BEGIN INPUT DATA

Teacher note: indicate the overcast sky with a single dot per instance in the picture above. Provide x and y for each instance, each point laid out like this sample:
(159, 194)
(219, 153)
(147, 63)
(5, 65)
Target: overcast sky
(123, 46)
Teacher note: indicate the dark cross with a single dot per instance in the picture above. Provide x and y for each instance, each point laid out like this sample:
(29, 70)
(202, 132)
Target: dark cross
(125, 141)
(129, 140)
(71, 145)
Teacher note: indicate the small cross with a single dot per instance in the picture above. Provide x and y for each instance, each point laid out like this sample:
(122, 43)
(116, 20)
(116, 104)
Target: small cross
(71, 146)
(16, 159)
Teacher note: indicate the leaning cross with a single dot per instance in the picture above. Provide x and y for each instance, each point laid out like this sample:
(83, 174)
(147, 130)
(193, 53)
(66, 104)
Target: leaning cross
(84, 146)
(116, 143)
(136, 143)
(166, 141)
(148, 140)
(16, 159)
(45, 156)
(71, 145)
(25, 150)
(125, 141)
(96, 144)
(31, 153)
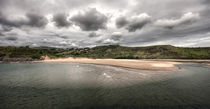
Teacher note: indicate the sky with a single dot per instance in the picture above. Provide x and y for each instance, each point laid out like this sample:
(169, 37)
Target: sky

END INPUT DATA

WHAT IS NEEDED — Every record must be copied exactly, with images dropped from the result.

EXPECTED ANSWER —
Teacher note: indicate the overcast sky with a single dot per instance in the picture above. Provide x and y for each instance, each point laid out like this sample:
(159, 194)
(219, 153)
(147, 63)
(5, 65)
Target: overcast sky
(123, 46)
Teacher note: indicate the dark cross with a single dot per instance in the picture above. Provide x and y for each instance, each point laid out like this sample:
(29, 70)
(202, 132)
Target: dark cross
(125, 141)
(129, 140)
(71, 145)
Teacher note: indicate the small cross with a single dot per instance in the picture above. Provide x and y for each instance, each point laid out like this sample:
(122, 43)
(116, 20)
(116, 104)
Target: small cross
(71, 146)
(16, 159)
Teacher note: indicate the leaning cross with a single dot per instance in the picture above. Provide x and y for each instance, each point laid out like this sample:
(83, 174)
(147, 130)
(193, 53)
(66, 104)
Target: leaning cross
(84, 146)
(116, 143)
(136, 143)
(166, 141)
(148, 140)
(16, 159)
(45, 156)
(71, 145)
(25, 150)
(125, 141)
(96, 144)
(31, 153)
Teacher note: indicate the sky with a single dot per instance in the picture above. Provide x and y for each instance, each point laid out like this sample:
(169, 37)
Target: sky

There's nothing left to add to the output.